Page
Here's what happens when we forget 2:

We think:

  • That humanity (or at least some humans) are actually truth seekers
  • That the mind is somehow less fallen than the rest of the person (rather than the centre of our enmity)
  • That fallen humanity is genuinely questing after the capital-T Truth when it makes its enquiries
  • That the way forward is to agree to their own systems of truth verification
  • Therefore that we need to find 'evidence' to submit to their systems

Here's what happens when we forget 3:

We think:

  • Perhaps if our faulty grasping after knowledge was the problem, our true grasping after knowledge will be the solution. (Instead we should realize that the grasping was the problem!)
  • If we now reason properly we can reverse the fall. (But no, God has confirmed our decision and locked the door from His side).
  • Maybe God is pleased by our efforts to ascend to knowledge (rather than thwarting them - catching the 'wise' in their craftiness)
  • Maybe God will aid our efforts to shepherd an unbeliever up the mountain. (In His grace, He might aid the unbeliever but not our efforts)

Here's what happens when we forget 4:

We think:

  • Christ is the cherry on the epistemological cake.

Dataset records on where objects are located

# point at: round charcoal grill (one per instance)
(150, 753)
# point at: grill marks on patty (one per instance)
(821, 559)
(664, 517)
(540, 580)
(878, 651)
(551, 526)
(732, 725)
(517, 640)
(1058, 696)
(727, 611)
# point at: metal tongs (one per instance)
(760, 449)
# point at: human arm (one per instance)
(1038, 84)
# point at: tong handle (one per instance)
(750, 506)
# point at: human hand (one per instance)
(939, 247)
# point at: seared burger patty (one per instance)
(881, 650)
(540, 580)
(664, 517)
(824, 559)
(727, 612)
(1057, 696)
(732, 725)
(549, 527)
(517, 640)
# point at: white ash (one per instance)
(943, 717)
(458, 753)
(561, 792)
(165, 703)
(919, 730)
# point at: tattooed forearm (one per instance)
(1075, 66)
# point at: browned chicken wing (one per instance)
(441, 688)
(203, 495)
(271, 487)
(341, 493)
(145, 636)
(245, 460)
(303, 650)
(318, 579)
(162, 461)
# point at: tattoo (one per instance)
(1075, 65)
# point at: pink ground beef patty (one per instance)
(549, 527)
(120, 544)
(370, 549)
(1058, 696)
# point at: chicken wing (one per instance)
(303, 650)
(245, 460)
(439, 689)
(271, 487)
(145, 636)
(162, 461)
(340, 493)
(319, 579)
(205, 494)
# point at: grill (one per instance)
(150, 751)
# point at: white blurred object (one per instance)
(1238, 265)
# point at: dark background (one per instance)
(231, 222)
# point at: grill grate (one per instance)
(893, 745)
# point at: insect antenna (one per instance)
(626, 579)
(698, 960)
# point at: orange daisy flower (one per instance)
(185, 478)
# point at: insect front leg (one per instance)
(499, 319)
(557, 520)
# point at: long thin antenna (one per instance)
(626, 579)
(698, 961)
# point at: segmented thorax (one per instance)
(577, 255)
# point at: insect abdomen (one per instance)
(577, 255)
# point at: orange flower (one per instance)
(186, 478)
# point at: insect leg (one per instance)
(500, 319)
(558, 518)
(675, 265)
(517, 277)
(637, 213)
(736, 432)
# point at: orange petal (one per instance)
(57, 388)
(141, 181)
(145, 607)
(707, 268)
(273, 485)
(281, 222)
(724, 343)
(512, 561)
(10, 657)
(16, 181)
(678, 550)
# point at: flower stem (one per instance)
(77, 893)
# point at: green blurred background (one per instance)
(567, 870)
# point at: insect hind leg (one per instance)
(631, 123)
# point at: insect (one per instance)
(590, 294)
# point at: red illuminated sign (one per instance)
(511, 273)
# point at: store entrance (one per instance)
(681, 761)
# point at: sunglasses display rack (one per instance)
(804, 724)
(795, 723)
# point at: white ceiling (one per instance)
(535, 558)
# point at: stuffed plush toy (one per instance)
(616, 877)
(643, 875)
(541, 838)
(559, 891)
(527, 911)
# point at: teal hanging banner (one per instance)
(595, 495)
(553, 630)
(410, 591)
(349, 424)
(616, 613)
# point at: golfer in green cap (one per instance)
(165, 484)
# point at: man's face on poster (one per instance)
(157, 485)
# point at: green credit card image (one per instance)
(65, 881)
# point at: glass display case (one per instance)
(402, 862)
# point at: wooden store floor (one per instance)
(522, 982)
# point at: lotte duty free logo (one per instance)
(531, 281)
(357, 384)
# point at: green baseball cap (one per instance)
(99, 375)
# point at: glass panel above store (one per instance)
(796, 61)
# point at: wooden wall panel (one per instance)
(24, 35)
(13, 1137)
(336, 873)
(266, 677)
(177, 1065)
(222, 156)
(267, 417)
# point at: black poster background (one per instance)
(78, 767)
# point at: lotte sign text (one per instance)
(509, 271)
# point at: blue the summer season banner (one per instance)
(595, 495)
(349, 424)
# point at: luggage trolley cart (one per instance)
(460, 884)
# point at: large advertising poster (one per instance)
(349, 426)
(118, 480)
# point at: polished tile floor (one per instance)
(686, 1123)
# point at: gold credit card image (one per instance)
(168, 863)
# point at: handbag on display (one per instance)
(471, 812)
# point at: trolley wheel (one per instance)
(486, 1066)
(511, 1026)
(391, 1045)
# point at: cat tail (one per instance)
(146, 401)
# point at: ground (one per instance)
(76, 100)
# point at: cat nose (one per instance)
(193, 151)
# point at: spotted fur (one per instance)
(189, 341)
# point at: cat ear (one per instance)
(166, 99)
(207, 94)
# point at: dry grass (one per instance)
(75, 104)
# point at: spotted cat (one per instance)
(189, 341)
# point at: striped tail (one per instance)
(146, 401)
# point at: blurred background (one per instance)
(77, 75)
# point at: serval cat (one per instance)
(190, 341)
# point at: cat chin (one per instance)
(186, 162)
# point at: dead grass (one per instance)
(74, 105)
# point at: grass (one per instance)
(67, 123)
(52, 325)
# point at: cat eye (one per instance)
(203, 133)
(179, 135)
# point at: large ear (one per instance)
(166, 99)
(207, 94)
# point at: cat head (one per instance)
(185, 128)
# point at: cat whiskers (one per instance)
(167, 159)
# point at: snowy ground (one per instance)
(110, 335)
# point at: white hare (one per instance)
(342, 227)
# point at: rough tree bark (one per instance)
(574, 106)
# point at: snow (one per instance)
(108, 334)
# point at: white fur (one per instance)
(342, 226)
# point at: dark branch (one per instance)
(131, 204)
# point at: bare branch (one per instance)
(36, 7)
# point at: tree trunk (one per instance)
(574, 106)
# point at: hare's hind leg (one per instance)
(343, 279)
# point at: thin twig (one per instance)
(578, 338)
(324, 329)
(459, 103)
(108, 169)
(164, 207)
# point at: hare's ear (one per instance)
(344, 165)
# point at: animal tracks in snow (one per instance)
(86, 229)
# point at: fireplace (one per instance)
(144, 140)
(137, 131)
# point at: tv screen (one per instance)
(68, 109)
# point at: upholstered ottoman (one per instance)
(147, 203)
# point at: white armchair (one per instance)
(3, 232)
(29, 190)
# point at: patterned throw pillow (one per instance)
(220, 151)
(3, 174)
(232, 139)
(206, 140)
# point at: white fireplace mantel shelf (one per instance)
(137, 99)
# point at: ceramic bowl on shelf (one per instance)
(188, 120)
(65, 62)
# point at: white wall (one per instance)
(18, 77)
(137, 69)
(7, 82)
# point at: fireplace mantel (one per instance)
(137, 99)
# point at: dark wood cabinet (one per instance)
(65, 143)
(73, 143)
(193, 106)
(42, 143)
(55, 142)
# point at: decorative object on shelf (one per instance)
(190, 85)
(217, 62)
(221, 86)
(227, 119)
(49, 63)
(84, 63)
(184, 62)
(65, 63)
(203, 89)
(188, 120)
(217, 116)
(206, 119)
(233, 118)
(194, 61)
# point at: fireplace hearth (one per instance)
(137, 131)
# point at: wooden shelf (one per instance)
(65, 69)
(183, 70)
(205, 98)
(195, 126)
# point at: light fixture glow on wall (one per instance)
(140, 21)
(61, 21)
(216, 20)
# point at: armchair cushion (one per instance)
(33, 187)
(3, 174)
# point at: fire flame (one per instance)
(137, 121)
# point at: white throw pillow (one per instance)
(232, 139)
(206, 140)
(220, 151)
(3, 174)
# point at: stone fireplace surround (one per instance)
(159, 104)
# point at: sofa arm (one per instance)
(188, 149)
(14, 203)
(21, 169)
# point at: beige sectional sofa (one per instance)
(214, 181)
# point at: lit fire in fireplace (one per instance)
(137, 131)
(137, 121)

Directive 1
Give the stretch of the records from the line containing "# point at: white throw" through the end of the records as a numbered list, omitting blank lines.
Directive 2
Carry the piece on what happens when we forget further, starting after its final line.
The text and the records are unrelated material.

Output 1
1. # point at: white throw pillow (one per instance)
2. (232, 139)
3. (206, 140)
4. (220, 151)
5. (3, 174)
6. # point at: stone fireplace surround (one per instance)
7. (159, 104)
8. # point at: sofa arm (one per instance)
9. (188, 149)
10. (14, 203)
11. (21, 169)
12. # point at: beige sectional sofa (one per instance)
13. (214, 181)
14. # point at: lit fire in fireplace (one per instance)
15. (137, 131)
16. (137, 121)

Output 2
  • We can (or even should) should reason from creation to Christ (rather than Christ to creation).
  • Christ is one relevation among many (rather than the one Lens through which all must be seen)

Here's what happens when we forget 5:

We think:

  • There remains within Adamic humanity a capacity for knowing God (rather than realizing that this capacity lies in Christ alone).
  • That the quality of our conversion, or ongoing knowledge of God, finally depends on our own reasoned response to God.  (At base it relies on Christ's reasoned response to God).
  • Christians are rational individuals raised to a higher intellectual plain (rather than fools united to a Person who is Wisdom).
  • Once we have come to Christ we can know God autonomously.  (No, only in Him by the Spirit can we go on knowing God)

Here's what happens when we forget 6:

We think:

  • Maybe we need Jesus to bring us to God, but it's up to us to get to Jesus.  (No, it's the sovereign work of the Spirit through the gospel word).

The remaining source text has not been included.